**O QUE SE PEDE**
Transcreva, sem nenhuma alteração, a parte do texto sobre higiene urbana que começa nas palavras "A rua é a unidade" e vai até o fim das palavras "das cidades modernas.".

**TRECHO PARA ANÁLISE**
—————

A rua é a unidade hygienica da cidade. A urbs vale como salubridade, o que valem as ruas que a constituem. Ora, como o asseio do corpo é o alicerce de toda a hygiene individual, assim também a limpeza da via publica é o pivot de toda a hygiene urbana. (A. Machado, 1918, p. 59)

Nesta correlação de duas unidades físicas, o corpo e a rua aparecem como o elo de efetivação das práticas sociais de higiene, seja individual ou social. Esse axioma da limpeza pública aparece como território de análise para a descrição de alguns processos pelos quais corpo e rua tornam-se produtos das práticas de higiene, no instante mesmo do desenvolvimento das cidades modernas.

Impregnados de tamanha solidez e objetividade, esta política dos corpos evidencia um percurso que elege a medicina coletiva como um dos pilares de ordenação da racionalidade moderna e seus aglomerados urbanos. A partir das descrições de Michel Foucault (2004, pp. 79-99) sobre O nascimento da medicina social, em fins do século XVIII e início do século XIX, algumas práticas apresentam a higiene social como dispositivo que opera certo poder sobre o corpo: "O controle da sociedade sobre os indivíduos ... começa no corpo, com o corpo. Foi no biológico, no somático, no corporal que antes de tudo investiu a sociedade capitalista. O corpo é uma realidade biopolítica. A medicina é uma estratégia biopolítica" (Foucault, 2004, p. 80). A medicina social seria então a "inventora" da questão urbana como objeto de governo.

A medicina social seria responsável pela formatação da utopia da higiene social para fazer viver a população e a vida urbana. Será vista como dispositivo de produção de corpos utópicos. Como atesta Foucault, "corps sans corps, un corps que sera beau, limpide, transparent, lumineux, véloce, colossal dans sa puissance, infini dans sa durée, délié, invisible, protégé, toujours transfiguré ... l'utopie d'un corps incorporel" (Foucault, 2009, p. 10).

A produção de um hábito: jogar o lixo no lixo

Nestes moldes, cria-se a necessidade de construção de um aparelho que permita a produção de uma invisibilidade do lixo. Os restos tornam-se insuportáveis, pois a eles são atrelados a percepção de um prenúncio de doença, impureza, morte e de outras percepções ainda menos aparentes como a desorganização, o desleixo e até a incompetência.

—————

Registros de uma coleção:
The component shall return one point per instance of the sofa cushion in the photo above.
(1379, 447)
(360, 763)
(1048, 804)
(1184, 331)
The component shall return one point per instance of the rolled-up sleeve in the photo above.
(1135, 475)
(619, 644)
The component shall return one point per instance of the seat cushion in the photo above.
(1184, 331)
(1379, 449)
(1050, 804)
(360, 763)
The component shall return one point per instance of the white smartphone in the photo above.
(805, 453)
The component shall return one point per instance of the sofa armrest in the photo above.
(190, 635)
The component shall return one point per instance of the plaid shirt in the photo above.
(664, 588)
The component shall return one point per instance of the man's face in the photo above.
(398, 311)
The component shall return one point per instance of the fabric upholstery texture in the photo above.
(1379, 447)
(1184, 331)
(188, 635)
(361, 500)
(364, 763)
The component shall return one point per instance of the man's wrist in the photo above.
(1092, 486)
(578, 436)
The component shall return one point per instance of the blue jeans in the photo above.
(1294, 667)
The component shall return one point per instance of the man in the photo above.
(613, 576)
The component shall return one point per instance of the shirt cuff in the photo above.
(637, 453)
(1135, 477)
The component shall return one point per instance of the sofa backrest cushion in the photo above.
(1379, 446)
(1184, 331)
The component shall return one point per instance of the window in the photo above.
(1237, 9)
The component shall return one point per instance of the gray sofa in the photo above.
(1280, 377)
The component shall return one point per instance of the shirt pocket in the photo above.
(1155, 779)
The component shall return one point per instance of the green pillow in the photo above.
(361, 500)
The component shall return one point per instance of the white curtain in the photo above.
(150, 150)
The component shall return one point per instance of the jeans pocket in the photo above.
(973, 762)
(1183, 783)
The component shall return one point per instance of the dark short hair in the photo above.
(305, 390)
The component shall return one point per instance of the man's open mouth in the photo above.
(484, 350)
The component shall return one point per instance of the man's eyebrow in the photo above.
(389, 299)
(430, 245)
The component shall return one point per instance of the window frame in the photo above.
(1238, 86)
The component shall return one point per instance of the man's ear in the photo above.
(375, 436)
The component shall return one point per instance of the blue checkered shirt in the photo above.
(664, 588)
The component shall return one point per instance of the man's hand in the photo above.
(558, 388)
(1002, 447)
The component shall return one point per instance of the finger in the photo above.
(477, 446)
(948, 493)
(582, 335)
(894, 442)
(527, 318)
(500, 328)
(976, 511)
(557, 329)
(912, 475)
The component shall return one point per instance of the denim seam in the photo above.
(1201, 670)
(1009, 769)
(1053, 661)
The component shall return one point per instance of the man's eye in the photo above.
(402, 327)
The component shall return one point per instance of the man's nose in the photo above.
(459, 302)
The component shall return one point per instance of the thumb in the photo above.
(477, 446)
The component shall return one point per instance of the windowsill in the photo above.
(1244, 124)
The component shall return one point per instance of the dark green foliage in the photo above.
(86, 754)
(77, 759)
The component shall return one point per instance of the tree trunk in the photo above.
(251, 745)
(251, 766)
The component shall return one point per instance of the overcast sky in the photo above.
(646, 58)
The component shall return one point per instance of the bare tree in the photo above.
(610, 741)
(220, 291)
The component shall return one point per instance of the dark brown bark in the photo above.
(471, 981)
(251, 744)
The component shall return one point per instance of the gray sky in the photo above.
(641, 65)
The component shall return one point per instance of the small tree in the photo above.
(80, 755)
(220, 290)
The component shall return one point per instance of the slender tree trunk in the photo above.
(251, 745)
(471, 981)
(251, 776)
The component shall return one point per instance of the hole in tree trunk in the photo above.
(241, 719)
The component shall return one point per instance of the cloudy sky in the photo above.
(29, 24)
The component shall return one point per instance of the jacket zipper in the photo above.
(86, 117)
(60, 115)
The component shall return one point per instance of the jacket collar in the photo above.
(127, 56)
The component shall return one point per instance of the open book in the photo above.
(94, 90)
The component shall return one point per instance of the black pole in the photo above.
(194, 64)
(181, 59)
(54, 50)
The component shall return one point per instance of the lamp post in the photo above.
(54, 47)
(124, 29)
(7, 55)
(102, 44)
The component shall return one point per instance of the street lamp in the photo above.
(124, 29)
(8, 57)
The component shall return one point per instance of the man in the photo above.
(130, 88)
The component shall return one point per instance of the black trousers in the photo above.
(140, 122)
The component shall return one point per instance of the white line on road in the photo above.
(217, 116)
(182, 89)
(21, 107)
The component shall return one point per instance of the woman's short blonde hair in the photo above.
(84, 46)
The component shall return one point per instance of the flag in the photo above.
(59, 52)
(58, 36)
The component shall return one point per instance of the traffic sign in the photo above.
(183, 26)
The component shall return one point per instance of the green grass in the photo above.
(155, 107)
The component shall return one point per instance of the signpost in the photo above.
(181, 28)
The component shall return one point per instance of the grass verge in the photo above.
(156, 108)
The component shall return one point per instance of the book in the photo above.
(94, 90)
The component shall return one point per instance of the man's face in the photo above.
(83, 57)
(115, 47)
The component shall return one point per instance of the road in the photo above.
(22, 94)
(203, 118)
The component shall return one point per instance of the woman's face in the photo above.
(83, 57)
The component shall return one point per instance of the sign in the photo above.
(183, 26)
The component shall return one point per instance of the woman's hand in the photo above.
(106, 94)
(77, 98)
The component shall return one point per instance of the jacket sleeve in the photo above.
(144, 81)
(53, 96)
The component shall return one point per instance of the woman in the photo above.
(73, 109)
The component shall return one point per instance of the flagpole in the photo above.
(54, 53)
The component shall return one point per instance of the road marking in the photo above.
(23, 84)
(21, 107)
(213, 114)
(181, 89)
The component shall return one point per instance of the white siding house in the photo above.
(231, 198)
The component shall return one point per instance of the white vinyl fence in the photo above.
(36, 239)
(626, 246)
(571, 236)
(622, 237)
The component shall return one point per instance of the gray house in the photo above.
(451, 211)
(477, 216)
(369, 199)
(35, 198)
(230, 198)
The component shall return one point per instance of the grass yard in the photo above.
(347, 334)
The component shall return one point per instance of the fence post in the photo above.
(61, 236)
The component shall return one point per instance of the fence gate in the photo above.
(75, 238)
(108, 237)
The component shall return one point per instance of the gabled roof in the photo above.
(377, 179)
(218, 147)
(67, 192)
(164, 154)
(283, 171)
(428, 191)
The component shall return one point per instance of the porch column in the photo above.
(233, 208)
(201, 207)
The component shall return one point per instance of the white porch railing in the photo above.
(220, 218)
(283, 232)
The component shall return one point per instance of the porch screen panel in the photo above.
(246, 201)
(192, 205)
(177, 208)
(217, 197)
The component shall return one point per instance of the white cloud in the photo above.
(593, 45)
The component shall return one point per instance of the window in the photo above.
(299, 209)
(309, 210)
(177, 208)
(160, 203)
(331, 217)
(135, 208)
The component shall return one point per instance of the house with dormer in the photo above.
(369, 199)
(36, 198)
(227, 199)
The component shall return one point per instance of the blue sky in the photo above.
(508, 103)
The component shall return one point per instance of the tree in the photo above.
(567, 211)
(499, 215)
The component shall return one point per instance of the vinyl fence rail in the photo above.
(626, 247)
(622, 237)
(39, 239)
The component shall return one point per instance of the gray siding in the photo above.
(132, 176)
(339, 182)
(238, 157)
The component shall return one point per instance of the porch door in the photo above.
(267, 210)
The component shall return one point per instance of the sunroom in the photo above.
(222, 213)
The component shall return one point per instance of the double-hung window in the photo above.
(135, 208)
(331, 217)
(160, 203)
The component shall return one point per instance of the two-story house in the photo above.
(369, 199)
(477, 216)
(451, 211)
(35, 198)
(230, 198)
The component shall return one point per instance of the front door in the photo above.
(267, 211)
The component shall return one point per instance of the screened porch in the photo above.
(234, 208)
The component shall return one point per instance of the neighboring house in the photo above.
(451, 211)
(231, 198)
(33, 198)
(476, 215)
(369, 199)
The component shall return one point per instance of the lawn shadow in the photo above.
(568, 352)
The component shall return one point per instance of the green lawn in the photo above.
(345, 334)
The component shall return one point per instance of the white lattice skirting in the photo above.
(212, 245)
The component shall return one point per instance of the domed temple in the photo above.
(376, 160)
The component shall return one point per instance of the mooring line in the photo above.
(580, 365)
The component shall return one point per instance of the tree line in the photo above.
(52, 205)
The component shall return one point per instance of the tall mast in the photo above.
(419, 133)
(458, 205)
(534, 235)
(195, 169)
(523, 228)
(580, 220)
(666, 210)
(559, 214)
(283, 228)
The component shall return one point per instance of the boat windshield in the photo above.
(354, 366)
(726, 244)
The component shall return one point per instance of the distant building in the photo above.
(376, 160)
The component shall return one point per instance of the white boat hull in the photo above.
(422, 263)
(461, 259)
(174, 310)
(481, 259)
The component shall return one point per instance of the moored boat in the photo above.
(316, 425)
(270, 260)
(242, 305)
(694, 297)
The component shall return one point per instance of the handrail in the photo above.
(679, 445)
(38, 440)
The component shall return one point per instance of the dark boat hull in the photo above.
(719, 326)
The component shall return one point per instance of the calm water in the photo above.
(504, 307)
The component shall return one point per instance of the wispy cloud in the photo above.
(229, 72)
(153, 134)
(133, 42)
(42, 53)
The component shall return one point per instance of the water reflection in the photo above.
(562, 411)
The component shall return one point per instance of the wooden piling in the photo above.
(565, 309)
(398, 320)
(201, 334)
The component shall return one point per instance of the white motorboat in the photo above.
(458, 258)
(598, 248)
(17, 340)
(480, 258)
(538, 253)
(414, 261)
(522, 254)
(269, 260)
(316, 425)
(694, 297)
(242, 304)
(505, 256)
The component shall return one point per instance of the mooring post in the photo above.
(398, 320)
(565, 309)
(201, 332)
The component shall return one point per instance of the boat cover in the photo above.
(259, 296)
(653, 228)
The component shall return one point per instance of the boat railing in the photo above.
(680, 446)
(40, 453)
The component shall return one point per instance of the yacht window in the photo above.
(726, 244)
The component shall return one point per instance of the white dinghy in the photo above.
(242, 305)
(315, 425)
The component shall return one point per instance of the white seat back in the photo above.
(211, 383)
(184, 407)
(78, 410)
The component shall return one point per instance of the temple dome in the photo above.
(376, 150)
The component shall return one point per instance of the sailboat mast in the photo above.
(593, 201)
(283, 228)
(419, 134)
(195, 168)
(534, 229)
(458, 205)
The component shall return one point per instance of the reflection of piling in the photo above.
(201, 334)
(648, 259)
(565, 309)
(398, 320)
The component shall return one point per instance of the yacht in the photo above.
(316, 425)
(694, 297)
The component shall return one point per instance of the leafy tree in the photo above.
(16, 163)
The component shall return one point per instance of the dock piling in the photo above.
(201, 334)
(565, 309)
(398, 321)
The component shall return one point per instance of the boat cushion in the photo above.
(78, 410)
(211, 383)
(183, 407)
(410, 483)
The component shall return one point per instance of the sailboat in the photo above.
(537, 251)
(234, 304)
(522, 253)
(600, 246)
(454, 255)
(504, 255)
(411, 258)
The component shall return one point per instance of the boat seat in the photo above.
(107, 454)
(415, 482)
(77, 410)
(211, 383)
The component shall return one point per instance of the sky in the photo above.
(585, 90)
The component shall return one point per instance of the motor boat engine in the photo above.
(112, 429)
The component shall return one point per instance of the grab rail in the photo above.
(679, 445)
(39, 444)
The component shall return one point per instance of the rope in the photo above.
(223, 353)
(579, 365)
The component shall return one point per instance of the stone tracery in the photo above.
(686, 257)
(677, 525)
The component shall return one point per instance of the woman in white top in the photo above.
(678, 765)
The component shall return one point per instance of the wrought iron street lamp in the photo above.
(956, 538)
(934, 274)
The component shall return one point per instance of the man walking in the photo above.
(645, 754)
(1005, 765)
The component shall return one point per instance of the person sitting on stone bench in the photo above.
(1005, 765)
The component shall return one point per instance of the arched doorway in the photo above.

—————

**RESULTADO DA TAREFA**
A rua é a unidade hygienica da cidade. A urbs vale como salubridade, o que valem as ruas que a constituem. Ora, como o asseio do corpo é o alicerce de toda a hygiene individual, assim também a limpeza da via publica é o pivot de toda a hygiene urbana. (A. Machado, 1918, p. 59)

Nesta correlação de duas unidades físicas, o corpo e a rua aparecem como o elo de efetivação das práticas sociais de higiene, seja individual ou social. Esse axioma da limpeza pública aparece como território de análise para a descrição de alguns processos pelos quais corpo e rua tornam-se produtos das práticas de higiene, no instante mesmo do desenvolvimento das cidades modernas.